== Material provided

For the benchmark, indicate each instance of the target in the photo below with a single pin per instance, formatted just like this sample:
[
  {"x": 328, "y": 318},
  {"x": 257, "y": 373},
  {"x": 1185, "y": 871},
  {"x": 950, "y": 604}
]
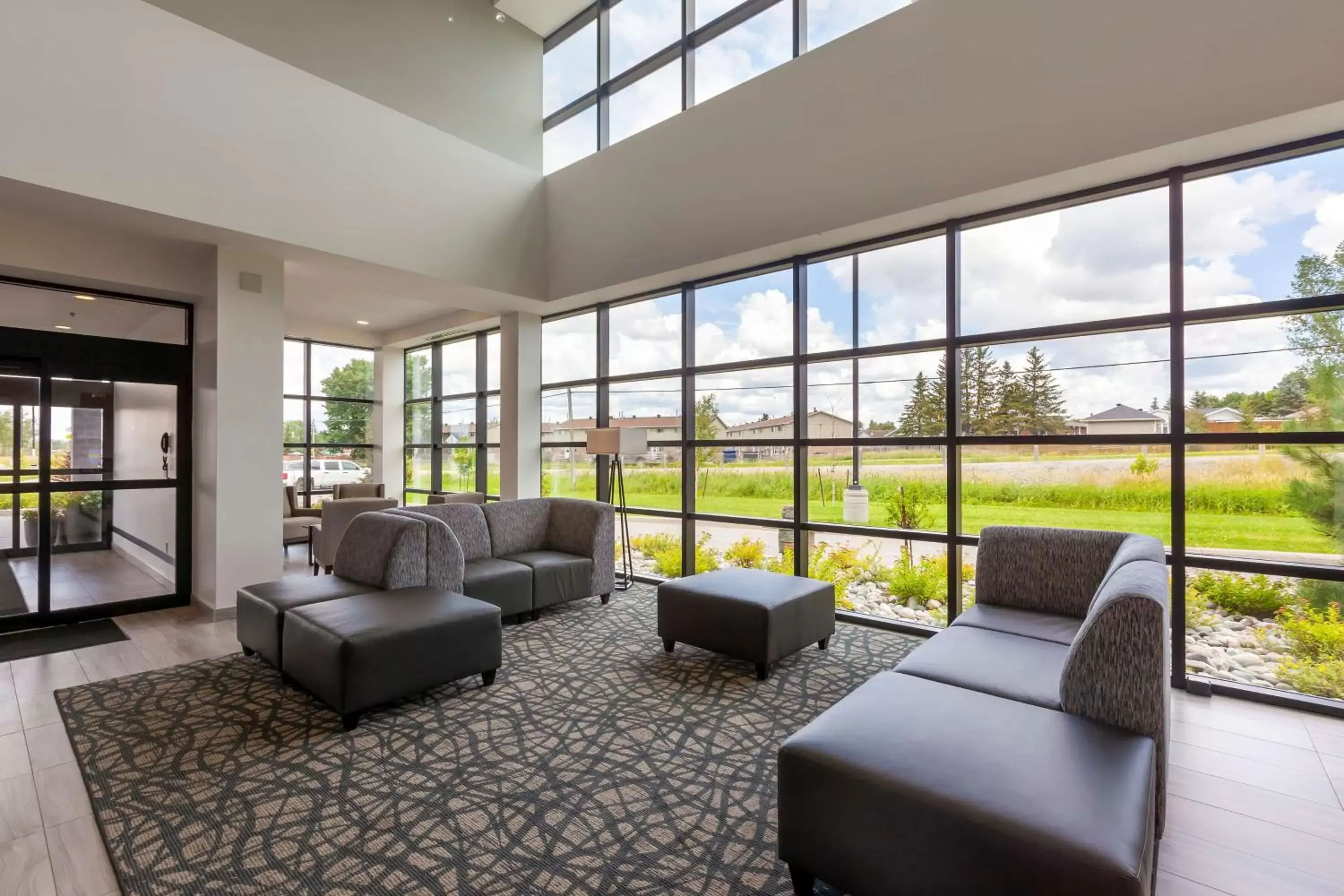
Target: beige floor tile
[
  {"x": 78, "y": 859},
  {"x": 7, "y": 691},
  {"x": 19, "y": 812},
  {"x": 61, "y": 794},
  {"x": 10, "y": 718},
  {"x": 25, "y": 868},
  {"x": 39, "y": 710},
  {"x": 14, "y": 757},
  {"x": 49, "y": 746}
]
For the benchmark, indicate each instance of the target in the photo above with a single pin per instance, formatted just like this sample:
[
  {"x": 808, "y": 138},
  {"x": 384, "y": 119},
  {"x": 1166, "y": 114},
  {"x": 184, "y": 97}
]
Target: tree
[
  {"x": 1045, "y": 397},
  {"x": 913, "y": 418},
  {"x": 706, "y": 428},
  {"x": 978, "y": 390},
  {"x": 1319, "y": 338},
  {"x": 347, "y": 422},
  {"x": 1012, "y": 410}
]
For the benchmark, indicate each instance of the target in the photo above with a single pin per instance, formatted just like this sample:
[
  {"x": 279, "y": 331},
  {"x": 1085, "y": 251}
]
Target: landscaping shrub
[
  {"x": 746, "y": 552},
  {"x": 1316, "y": 679},
  {"x": 1143, "y": 465},
  {"x": 1316, "y": 636},
  {"x": 1257, "y": 595}
]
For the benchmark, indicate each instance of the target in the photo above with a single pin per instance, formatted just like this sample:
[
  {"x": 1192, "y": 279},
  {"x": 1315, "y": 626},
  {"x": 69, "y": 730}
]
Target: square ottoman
[
  {"x": 750, "y": 614},
  {"x": 359, "y": 652}
]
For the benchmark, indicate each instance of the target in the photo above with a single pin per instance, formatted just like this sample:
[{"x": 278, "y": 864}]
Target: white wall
[
  {"x": 939, "y": 101},
  {"x": 237, "y": 447},
  {"x": 521, "y": 406},
  {"x": 476, "y": 78},
  {"x": 142, "y": 414},
  {"x": 129, "y": 104}
]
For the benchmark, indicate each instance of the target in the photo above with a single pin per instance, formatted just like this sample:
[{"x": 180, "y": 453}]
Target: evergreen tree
[
  {"x": 1011, "y": 409},
  {"x": 912, "y": 418},
  {"x": 1043, "y": 396}
]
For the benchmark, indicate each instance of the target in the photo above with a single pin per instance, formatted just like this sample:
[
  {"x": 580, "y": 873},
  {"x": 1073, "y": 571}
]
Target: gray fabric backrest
[
  {"x": 588, "y": 530},
  {"x": 518, "y": 526},
  {"x": 457, "y": 497},
  {"x": 358, "y": 491},
  {"x": 1039, "y": 569},
  {"x": 383, "y": 550},
  {"x": 468, "y": 524},
  {"x": 444, "y": 560},
  {"x": 1116, "y": 669}
]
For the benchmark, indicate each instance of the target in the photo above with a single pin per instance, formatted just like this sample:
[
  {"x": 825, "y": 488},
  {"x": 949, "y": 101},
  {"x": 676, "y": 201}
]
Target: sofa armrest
[
  {"x": 1043, "y": 570},
  {"x": 588, "y": 530},
  {"x": 1116, "y": 669},
  {"x": 383, "y": 550},
  {"x": 444, "y": 560}
]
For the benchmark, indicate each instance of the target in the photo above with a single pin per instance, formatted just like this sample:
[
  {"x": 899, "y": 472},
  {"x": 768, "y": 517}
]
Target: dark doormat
[
  {"x": 11, "y": 595},
  {"x": 37, "y": 642}
]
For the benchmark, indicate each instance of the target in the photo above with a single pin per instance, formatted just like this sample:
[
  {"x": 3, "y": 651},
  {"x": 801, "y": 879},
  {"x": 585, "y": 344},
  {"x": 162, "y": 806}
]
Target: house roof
[
  {"x": 1121, "y": 413},
  {"x": 781, "y": 421}
]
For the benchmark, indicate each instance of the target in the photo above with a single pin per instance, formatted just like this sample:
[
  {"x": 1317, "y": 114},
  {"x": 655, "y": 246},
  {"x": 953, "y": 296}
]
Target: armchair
[
  {"x": 296, "y": 520},
  {"x": 335, "y": 519}
]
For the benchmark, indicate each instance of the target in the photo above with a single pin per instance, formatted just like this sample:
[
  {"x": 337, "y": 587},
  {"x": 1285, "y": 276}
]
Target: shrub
[
  {"x": 663, "y": 550},
  {"x": 1319, "y": 679},
  {"x": 746, "y": 552},
  {"x": 1143, "y": 465},
  {"x": 1257, "y": 595},
  {"x": 1315, "y": 636}
]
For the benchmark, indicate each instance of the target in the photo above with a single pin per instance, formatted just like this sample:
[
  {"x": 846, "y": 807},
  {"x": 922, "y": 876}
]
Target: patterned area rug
[{"x": 597, "y": 763}]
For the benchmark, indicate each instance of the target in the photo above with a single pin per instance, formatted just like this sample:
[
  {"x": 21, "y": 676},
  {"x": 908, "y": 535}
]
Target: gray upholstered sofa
[
  {"x": 379, "y": 552},
  {"x": 523, "y": 555},
  {"x": 1022, "y": 750}
]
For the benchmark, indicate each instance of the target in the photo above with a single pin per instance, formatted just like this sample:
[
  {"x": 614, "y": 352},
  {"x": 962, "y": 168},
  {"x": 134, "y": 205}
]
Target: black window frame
[
  {"x": 306, "y": 495},
  {"x": 436, "y": 398},
  {"x": 1174, "y": 320}
]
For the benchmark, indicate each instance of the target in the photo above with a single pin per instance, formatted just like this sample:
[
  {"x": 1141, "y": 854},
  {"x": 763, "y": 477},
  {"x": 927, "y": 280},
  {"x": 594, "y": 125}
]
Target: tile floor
[
  {"x": 88, "y": 578},
  {"x": 1256, "y": 800}
]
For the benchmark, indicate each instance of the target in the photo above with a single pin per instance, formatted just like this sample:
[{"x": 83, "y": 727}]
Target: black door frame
[{"x": 99, "y": 358}]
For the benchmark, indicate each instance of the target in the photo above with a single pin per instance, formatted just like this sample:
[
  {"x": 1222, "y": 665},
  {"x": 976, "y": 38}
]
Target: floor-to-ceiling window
[
  {"x": 328, "y": 418},
  {"x": 452, "y": 417},
  {"x": 1160, "y": 357},
  {"x": 623, "y": 66}
]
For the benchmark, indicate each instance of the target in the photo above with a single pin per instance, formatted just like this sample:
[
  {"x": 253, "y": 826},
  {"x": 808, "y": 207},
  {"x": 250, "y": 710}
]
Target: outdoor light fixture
[{"x": 615, "y": 443}]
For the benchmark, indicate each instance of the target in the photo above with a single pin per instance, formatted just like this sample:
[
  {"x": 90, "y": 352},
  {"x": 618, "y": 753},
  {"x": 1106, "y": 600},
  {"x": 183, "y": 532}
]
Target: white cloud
[{"x": 1328, "y": 233}]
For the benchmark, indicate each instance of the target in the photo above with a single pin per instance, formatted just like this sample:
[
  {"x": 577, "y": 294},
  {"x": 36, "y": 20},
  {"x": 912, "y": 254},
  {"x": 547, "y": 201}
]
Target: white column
[
  {"x": 521, "y": 406},
  {"x": 238, "y": 429},
  {"x": 389, "y": 420}
]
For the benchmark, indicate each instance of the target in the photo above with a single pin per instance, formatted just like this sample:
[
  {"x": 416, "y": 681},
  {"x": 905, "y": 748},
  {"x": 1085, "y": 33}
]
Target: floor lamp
[{"x": 615, "y": 444}]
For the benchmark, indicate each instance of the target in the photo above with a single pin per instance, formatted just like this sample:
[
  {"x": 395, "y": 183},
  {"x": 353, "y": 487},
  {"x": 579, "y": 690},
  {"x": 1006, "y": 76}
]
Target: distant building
[{"x": 1124, "y": 421}]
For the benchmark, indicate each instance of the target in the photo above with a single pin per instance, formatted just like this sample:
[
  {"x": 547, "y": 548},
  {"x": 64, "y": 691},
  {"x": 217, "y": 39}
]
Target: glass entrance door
[{"x": 92, "y": 519}]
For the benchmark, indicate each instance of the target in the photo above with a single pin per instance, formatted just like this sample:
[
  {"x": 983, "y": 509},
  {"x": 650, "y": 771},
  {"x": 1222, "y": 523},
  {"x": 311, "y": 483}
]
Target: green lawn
[{"x": 1202, "y": 530}]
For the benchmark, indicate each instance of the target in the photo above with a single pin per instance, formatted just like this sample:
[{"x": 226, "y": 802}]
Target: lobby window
[
  {"x": 623, "y": 66},
  {"x": 1012, "y": 369},
  {"x": 328, "y": 410},
  {"x": 452, "y": 417}
]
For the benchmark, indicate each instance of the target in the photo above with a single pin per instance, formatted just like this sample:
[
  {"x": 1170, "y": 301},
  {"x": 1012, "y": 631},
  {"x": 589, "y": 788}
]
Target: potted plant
[{"x": 84, "y": 519}]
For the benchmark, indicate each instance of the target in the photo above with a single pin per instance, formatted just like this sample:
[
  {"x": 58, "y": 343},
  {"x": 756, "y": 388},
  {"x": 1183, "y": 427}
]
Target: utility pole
[{"x": 569, "y": 402}]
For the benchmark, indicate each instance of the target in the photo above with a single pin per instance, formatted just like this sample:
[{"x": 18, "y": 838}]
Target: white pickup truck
[{"x": 326, "y": 473}]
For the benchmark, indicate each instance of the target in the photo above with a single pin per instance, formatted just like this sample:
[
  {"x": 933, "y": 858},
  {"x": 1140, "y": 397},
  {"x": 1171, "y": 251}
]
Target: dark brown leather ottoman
[
  {"x": 917, "y": 786},
  {"x": 750, "y": 614},
  {"x": 359, "y": 652}
]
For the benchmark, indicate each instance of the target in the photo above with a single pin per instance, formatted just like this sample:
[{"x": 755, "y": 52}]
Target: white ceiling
[{"x": 542, "y": 17}]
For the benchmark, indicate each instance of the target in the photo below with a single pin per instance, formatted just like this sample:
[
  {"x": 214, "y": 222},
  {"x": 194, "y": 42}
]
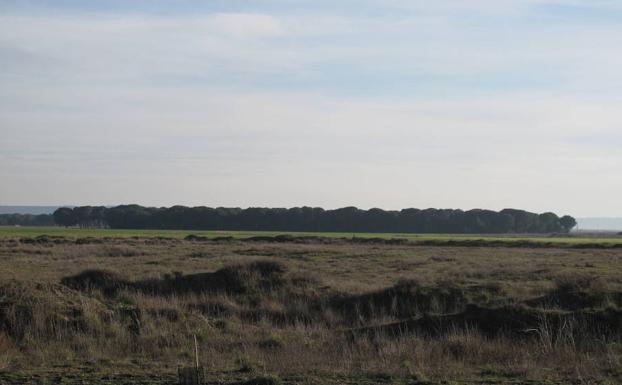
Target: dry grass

====

Aim: Select every line above that contains the string "black", matching case exactly.

Output:
Target: black window frame
Target: black door frame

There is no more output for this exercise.